WORK TO DO:
State how many lines in the listing below contain the string "runner", treating uppercase and lowercase as distinct, and give only that number.

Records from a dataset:

····················

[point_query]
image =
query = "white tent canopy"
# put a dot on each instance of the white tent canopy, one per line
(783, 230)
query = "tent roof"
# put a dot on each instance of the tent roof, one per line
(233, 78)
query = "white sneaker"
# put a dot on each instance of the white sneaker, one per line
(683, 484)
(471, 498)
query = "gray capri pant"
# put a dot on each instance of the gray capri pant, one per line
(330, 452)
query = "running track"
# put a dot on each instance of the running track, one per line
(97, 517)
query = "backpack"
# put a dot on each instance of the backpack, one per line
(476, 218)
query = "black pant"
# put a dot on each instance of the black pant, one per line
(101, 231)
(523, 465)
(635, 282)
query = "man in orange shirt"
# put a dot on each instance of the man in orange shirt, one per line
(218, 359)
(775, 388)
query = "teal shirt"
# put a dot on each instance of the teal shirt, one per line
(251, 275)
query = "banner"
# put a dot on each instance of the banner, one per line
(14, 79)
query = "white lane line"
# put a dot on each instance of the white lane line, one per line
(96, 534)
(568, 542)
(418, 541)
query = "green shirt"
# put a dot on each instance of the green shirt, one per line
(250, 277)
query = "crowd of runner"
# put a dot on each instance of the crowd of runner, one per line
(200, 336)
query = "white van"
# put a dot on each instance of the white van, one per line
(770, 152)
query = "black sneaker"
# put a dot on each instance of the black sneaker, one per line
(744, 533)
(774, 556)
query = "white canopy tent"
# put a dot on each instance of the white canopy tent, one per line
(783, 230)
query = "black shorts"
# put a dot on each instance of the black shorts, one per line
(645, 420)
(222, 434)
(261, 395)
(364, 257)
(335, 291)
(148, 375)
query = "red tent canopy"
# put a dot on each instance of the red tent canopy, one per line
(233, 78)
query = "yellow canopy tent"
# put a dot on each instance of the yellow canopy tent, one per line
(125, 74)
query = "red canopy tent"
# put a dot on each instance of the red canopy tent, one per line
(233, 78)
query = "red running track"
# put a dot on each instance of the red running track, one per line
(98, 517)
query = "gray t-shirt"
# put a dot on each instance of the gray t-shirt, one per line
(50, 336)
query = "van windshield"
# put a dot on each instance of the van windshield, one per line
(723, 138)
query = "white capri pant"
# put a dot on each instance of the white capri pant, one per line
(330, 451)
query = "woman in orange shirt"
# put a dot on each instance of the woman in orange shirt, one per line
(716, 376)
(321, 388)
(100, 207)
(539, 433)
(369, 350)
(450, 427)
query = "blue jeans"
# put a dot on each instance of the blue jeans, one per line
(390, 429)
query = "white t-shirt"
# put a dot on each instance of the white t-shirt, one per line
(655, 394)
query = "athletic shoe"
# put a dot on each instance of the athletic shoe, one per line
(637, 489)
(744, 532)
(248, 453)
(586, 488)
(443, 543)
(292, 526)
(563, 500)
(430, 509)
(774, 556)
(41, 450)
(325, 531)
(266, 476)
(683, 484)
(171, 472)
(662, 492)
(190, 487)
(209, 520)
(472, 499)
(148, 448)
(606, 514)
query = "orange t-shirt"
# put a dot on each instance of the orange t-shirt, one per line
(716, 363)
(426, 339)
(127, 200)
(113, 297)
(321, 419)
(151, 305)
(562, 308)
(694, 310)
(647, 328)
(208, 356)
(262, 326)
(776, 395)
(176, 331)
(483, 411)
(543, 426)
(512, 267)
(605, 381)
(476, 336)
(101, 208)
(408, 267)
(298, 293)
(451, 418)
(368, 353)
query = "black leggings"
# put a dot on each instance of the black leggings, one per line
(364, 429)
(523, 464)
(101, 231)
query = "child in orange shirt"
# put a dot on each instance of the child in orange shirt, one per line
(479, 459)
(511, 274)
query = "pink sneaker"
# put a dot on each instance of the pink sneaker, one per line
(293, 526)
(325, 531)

····················

FINISHED EXERCISE:
2